Exercise objective: Reproduce only the rows that begin with the line containing "Spot the red" and end with the line containing "Target: red brick", swapping "red brick" for "clay tile" and leaving everything else unchanged.

Data shown:

==*==

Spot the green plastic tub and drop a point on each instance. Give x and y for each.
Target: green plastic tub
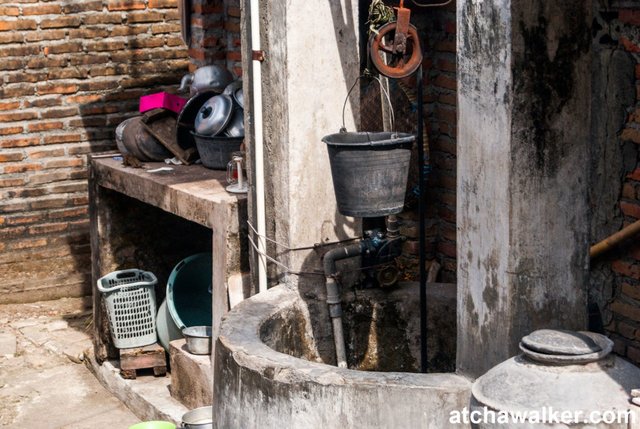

==*==

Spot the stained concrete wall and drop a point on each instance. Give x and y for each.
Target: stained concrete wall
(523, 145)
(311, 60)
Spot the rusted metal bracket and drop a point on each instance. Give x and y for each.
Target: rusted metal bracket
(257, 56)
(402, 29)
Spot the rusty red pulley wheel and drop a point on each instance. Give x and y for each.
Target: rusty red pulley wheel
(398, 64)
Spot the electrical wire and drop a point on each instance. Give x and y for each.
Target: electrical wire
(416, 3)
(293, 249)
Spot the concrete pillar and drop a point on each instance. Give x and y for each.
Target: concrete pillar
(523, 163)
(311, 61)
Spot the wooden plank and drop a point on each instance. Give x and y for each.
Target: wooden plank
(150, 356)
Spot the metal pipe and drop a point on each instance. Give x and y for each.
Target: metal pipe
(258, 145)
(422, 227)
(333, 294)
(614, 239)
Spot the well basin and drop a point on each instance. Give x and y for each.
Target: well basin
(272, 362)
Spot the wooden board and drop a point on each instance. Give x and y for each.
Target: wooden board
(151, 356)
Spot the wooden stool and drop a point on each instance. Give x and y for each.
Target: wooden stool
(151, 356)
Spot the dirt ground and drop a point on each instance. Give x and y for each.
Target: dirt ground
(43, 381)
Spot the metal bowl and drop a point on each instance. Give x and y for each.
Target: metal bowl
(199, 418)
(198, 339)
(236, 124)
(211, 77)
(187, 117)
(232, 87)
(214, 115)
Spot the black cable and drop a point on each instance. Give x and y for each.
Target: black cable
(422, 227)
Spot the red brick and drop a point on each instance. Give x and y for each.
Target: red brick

==*==

Exercise answer:
Spot the clay tile and drop a point on each instance. Give x and y for each.
Target: clay tile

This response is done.